→ **Problem requirements**
Starting at the line below that contains "[locate] distant treeline" and ending at the line that contains "[locate] evergreen pine", retype each line exactly as it stands, but omit the pictures.

Dataset entries
***

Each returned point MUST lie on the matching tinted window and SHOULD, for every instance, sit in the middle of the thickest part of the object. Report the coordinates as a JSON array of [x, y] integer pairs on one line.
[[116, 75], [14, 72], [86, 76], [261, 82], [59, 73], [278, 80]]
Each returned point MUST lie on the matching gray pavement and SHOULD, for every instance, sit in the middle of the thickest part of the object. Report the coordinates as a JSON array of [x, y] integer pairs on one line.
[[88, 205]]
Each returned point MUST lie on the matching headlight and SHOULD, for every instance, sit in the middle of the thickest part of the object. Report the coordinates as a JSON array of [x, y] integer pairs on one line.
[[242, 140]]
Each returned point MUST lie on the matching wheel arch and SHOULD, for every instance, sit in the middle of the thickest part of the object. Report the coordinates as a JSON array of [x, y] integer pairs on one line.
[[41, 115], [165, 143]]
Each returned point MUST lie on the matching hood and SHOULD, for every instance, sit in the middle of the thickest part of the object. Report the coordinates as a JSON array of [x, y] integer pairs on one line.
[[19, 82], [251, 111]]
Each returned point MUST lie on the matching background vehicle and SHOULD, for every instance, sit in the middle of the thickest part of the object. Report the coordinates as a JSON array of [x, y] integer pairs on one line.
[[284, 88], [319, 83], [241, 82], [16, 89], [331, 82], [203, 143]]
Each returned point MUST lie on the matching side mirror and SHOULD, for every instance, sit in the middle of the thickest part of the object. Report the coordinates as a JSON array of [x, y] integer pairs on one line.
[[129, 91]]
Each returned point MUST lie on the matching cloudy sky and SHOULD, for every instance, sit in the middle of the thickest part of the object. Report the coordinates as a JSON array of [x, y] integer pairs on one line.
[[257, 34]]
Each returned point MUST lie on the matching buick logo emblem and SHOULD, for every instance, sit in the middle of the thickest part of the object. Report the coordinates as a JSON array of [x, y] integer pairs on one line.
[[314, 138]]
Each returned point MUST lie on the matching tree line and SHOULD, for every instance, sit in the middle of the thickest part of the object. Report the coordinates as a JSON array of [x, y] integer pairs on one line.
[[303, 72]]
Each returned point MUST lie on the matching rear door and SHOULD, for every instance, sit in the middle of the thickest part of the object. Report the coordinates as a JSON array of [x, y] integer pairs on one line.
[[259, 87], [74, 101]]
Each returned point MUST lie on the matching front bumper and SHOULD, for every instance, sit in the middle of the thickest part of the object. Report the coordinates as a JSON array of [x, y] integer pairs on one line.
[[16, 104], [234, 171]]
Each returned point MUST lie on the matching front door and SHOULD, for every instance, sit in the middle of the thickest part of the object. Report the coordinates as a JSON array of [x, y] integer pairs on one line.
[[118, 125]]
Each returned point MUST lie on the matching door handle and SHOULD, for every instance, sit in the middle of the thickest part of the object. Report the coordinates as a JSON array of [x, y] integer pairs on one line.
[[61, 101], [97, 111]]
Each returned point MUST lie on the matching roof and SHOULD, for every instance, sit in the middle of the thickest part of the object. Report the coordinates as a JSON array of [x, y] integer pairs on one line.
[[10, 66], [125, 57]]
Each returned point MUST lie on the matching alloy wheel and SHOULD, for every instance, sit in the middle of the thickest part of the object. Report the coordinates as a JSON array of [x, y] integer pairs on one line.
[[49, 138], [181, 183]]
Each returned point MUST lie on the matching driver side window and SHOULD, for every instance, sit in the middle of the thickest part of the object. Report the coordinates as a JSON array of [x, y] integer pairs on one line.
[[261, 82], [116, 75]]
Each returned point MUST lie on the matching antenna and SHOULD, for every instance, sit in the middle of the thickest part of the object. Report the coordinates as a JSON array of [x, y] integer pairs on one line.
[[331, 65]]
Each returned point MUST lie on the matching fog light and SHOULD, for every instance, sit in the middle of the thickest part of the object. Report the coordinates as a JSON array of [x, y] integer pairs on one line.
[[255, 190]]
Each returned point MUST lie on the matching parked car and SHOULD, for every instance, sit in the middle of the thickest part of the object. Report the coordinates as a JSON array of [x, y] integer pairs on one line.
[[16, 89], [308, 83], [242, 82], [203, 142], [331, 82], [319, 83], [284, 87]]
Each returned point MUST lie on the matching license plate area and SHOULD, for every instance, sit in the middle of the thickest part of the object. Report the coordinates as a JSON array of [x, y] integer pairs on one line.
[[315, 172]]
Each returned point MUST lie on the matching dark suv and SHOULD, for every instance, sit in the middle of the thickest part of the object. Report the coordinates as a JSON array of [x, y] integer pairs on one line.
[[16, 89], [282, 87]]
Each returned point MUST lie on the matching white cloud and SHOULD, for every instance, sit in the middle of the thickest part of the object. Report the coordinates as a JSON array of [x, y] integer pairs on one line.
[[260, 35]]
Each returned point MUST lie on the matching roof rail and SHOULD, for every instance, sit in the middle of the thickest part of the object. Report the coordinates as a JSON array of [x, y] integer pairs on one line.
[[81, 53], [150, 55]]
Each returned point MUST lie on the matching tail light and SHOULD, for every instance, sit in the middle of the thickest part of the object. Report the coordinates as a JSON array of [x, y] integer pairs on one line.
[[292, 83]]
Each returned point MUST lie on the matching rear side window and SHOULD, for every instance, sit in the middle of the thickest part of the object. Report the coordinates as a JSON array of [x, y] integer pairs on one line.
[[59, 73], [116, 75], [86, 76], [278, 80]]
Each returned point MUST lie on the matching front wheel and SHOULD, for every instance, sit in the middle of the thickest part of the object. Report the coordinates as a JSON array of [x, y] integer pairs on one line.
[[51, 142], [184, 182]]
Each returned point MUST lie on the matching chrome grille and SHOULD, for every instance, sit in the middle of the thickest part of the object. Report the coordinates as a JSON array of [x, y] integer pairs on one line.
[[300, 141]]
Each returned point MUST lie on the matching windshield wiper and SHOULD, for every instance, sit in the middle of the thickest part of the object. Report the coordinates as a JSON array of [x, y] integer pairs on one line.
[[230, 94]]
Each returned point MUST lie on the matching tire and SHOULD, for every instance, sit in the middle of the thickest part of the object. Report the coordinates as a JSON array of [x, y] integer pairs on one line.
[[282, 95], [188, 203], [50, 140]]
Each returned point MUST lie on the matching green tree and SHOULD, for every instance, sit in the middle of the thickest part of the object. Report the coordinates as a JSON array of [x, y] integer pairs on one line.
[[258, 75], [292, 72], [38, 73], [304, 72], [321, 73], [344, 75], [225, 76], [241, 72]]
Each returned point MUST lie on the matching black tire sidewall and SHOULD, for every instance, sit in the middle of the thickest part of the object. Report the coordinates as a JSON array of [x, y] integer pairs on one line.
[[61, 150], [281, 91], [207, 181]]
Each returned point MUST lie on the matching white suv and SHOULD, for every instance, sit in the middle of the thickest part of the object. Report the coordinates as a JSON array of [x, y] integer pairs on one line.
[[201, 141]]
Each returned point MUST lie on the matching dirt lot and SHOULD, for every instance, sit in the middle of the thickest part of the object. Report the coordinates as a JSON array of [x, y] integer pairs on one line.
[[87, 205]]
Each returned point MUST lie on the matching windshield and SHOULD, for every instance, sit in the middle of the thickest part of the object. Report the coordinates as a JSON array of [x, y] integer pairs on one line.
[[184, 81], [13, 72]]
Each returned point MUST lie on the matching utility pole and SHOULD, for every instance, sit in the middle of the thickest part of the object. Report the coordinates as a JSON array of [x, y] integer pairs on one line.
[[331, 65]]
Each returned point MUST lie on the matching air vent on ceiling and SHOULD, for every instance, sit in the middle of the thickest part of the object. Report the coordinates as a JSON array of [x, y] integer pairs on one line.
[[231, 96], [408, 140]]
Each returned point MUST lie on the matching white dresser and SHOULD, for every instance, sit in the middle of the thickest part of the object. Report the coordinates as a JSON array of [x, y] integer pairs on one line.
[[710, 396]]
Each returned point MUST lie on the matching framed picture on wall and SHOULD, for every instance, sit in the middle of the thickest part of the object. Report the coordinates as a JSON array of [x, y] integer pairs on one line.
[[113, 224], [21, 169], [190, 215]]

***

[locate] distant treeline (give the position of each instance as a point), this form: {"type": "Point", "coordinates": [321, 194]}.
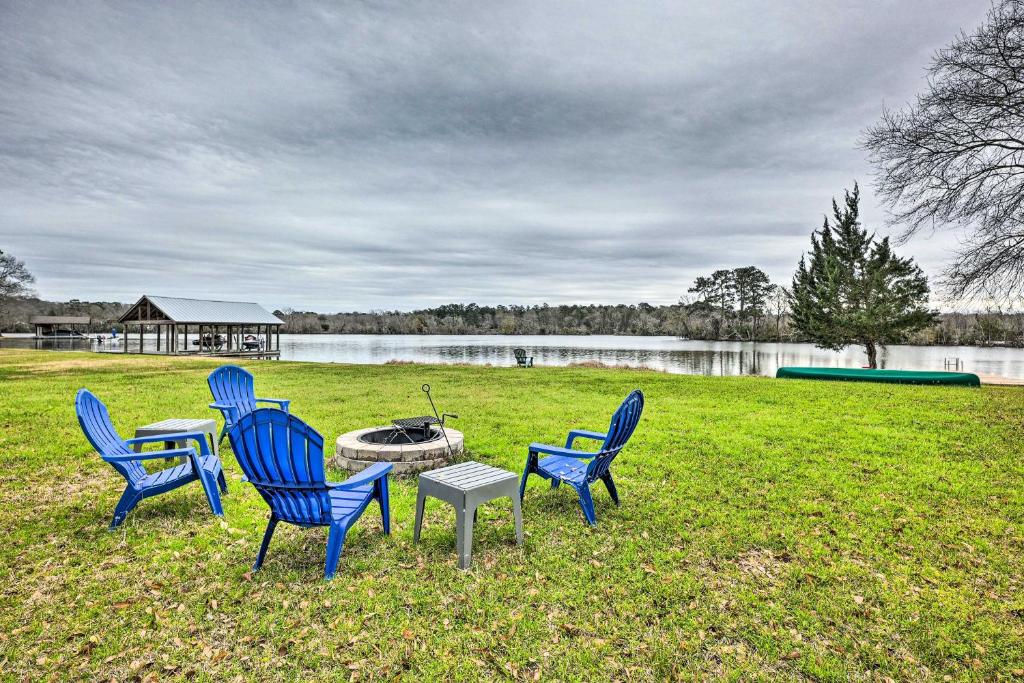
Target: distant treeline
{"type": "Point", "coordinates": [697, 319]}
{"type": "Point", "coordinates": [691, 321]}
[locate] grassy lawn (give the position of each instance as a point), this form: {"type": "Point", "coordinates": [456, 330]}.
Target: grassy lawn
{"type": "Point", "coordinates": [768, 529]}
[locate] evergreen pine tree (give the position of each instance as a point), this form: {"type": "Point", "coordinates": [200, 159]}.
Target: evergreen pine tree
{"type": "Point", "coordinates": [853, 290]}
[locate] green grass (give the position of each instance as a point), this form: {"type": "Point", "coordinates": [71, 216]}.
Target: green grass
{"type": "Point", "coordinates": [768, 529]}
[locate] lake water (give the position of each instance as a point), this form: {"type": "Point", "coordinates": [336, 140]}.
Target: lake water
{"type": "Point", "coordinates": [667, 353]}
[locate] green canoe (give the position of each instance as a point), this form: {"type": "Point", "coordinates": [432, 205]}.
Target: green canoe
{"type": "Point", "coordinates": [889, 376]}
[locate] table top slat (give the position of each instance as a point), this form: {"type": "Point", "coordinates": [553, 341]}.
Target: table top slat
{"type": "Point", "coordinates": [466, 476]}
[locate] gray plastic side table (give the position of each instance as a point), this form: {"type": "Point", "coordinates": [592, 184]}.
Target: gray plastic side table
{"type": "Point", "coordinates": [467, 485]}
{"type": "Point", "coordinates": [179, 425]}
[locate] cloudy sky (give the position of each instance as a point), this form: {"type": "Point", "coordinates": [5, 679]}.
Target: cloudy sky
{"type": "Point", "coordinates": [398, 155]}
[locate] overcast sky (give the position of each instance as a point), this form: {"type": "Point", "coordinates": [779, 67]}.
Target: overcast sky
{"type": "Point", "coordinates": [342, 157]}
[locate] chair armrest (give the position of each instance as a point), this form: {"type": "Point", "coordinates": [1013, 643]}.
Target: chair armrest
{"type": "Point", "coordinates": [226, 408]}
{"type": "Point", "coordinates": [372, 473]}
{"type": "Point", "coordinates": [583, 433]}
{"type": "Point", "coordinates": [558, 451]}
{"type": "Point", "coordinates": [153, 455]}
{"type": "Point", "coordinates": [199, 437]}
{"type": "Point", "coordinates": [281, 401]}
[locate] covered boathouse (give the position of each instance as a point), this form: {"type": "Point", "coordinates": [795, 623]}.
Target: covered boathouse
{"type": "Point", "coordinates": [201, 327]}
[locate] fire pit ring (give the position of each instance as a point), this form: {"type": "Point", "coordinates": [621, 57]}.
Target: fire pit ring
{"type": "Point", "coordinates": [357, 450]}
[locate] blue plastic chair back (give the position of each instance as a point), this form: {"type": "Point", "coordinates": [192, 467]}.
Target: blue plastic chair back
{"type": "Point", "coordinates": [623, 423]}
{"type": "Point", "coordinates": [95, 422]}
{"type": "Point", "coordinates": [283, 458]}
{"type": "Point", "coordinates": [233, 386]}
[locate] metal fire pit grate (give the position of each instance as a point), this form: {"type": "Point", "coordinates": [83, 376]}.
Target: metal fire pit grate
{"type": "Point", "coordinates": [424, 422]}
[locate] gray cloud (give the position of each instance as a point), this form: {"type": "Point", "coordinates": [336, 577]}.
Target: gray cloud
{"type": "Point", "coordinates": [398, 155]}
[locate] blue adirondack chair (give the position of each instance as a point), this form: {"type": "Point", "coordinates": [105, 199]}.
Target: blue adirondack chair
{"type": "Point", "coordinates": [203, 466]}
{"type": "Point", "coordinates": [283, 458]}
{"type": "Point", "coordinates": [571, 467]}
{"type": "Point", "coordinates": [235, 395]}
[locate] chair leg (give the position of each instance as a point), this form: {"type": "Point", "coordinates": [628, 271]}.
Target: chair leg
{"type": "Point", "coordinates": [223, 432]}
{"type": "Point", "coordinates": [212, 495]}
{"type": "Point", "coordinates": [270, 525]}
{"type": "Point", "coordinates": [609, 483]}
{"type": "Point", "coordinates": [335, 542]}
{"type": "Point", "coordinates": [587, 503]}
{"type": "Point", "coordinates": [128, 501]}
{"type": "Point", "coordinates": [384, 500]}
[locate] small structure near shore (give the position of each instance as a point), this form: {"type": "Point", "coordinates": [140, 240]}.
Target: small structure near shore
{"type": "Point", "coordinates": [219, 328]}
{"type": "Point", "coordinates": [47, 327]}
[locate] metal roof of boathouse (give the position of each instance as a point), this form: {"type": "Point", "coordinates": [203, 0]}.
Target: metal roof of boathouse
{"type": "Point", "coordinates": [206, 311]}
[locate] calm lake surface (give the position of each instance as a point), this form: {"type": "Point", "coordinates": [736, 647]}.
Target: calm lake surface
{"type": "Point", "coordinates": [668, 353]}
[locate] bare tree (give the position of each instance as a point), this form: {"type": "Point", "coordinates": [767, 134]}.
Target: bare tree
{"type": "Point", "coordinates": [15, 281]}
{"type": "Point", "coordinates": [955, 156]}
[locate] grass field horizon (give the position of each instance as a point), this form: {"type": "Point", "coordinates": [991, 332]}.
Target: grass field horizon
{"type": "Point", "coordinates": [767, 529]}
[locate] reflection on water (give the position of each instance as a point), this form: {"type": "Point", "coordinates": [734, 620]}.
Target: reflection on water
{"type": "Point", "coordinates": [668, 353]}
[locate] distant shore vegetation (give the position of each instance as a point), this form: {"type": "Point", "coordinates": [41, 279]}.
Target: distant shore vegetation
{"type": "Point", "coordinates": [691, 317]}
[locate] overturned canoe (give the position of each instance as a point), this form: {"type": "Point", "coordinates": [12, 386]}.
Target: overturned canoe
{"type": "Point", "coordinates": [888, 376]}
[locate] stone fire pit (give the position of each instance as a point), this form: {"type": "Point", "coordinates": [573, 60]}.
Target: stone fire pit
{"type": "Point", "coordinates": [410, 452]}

***

→ **Solved problem**
[locate] distant treeline (give the position of each instance as a point), this form: {"type": "Point", "coordinates": [321, 194]}.
Target: distant treeline
{"type": "Point", "coordinates": [697, 319]}
{"type": "Point", "coordinates": [691, 321]}
[locate] grassy lawn (give the position of each instance as a point), this form: {"type": "Point", "coordinates": [456, 330]}.
Target: grassy lawn
{"type": "Point", "coordinates": [768, 529]}
[locate] evergreen pine tree (give the position of each instance as a point), this form: {"type": "Point", "coordinates": [200, 159]}.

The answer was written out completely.